## Provided text:
■ ■ ■ ■ ■ ■ ■
The 1 Move That Made Me a Better Mom, Instantly
I love Facebook. Like a lot. So much so that I found myself spending all sorts of time looking at it, searching it, and bringing it into just about every conversation. Something had to give. Except that I did not want to be one of those folks who says, "I'm done!" and then ridicules everyone else still stuck on "Fakebook." Because the truth is that I do think that social media is a wonderful thing. Heck, I kind of love Facebook. I just needed to ease up the amount of time I was spending on it.
So I decided to keep my account but delete the app from my phone. I can still check in on my computer as often as I want, but do I? Rarely. And the effect of this simple decision went far beyond improving my mental state; it also improved my maternal state. It may sound crazy, but I know I'm a better mom now that I don't have 24/7 access to my Facebook newsfeed. Here's why.
I am able to practice what I preach.
I do not like it when my kiddos have their little noses stuffed into our iPhones or iPads — so what kind of example was I sending when my own face was glued to my phone?
■ ■ ■ ■ ■ ■ ■
## Entries provided:
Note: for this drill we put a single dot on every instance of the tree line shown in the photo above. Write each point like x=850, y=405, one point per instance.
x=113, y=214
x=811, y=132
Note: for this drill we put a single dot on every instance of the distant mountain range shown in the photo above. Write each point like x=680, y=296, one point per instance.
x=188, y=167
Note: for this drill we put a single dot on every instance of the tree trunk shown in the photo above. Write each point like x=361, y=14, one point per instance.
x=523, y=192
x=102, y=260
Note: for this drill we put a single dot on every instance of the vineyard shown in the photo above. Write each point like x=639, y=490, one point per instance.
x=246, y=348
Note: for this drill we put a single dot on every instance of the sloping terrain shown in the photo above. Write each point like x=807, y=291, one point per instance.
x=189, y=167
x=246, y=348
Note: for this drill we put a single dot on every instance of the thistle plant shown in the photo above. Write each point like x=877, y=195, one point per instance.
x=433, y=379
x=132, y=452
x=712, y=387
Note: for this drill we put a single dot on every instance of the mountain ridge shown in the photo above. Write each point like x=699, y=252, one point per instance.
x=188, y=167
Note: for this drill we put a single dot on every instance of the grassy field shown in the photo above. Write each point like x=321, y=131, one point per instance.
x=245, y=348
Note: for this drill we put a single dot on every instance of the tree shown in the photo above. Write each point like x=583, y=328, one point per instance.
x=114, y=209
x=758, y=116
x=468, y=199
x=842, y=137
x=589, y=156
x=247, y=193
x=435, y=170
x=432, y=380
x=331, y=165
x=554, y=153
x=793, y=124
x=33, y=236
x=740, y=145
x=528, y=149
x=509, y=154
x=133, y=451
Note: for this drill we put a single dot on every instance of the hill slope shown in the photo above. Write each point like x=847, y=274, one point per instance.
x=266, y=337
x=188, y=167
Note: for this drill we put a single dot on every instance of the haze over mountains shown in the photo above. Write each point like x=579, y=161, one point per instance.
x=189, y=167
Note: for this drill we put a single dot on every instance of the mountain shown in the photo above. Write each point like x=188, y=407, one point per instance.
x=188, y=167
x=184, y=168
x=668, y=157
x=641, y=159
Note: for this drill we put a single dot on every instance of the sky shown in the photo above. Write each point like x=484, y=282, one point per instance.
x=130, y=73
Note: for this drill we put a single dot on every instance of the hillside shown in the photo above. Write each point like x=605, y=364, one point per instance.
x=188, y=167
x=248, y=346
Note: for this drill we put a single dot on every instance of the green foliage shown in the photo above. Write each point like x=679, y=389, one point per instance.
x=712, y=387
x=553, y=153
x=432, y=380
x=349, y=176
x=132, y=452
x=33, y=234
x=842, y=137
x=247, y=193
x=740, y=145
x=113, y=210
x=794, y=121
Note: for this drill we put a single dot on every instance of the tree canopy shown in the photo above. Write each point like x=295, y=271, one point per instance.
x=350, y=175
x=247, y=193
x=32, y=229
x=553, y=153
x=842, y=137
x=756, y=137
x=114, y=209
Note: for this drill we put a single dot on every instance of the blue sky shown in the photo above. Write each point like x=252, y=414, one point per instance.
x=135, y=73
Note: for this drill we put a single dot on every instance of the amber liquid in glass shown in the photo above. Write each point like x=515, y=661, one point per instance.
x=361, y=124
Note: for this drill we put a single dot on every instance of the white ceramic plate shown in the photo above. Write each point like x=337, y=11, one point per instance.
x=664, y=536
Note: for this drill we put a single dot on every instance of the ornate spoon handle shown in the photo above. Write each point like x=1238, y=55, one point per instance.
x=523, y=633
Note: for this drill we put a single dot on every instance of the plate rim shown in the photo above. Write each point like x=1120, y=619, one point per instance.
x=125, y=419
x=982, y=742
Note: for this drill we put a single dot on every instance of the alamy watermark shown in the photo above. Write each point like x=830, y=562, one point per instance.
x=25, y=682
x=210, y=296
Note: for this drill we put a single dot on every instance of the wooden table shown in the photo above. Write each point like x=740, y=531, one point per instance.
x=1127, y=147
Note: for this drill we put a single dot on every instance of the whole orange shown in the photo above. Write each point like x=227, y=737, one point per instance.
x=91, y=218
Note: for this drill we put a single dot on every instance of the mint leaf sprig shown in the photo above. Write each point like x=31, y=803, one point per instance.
■ ■ ■ ■ ■ ■ ■
## Tasks and exercises:
1: Check each statement against the Facebook essay and answer yes or no, quoting the words from the essay that decide it: (a) The writer deleted the Facebook account entirely. (b) The writer now rarely checks Facebook on the computer. (c) The writer considers social media a wonderful thing.
2: Please carry the essay on deleting the Facebook app forward from its final sentence, keeping its voice and format.

## Expected answers:
1:
(a) No: "So I decided to keep my account but delete the app from my phone."
(b) Yes: "I can still check in on my computer as often as I want, but do I? Rarely."
(c) Yes: "Because the truth is that I do think that social media is a wonderful thing."

2:
I take pictures for myself, not for social media.
Admit it, sometimes you take a picture of your kiddos specifically for the purpose of instantly putting it on social media. I know I sure did! Without the app and the ease of posting via my phone, I still take pictures, but they're for me now, as it's far more annoying (albeit still supersimple) to have to log in to the site and put a picture up online.
I'm able to really relax.
Facebook was just too stimulating for my mind, especially because I would typically check it during my downtime. Doing this seemed to rob me of my me time, because I was filling it with everyone else. Now, during my rare moments of downtime I am able to actually do things that are truly relaxing.
I'm less concerned about how I measure up as a mom.
I hate to admit it, because I don't consider myself to be insecure, but Facebook provided a platform for me to compare myself to other moms. And how their kids were dressed. And how many vacations they took. And how much more in love they seemed to be with their husbands. I have found that even though I still check my feed from time to time on my computer, it's not nearly as mentally consuming.
I respect my family's privacy more.
There are certain aspects of my family's life that my children (and husband) may not want me to share. And privacy boundaries are blurred when you have an app at your fingertips where you can share where you are, who you are with, and exactly what you look like doing it. There is going to be a time when my kiddos are not down with my tendency to overshare, and I'm thinking it's a good idea to break myself of the habit while they are young.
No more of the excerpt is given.